> 抽出レコード
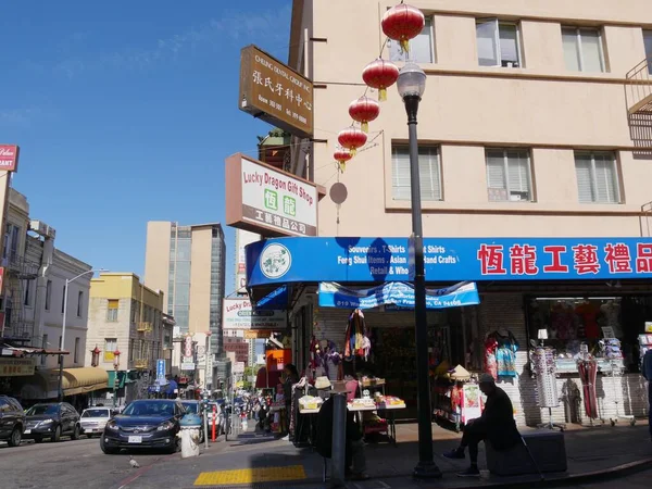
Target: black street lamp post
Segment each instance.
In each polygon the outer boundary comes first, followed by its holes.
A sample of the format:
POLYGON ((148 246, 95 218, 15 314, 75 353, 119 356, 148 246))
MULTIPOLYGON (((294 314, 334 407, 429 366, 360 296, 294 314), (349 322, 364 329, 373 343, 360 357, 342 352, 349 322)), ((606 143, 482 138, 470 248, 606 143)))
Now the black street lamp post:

> 作業指示
上記のレコードをすべて書き直し、「black」を「white」に差し替えてください。それ以外は一切変更せず、画像は含めないでください。

> 記述解答
Target: white street lamp post
Segment each instance.
In each polygon the outer boundary comes first, followed by its holes.
A sample of the format:
POLYGON ((148 246, 95 218, 15 314, 75 353, 119 356, 148 246))
MULTIPOLYGON (((294 314, 334 407, 429 366, 360 296, 294 314), (349 322, 364 329, 373 343, 360 357, 342 352, 349 322)), ((606 143, 482 138, 470 248, 606 143)))
Now the white street lamp post:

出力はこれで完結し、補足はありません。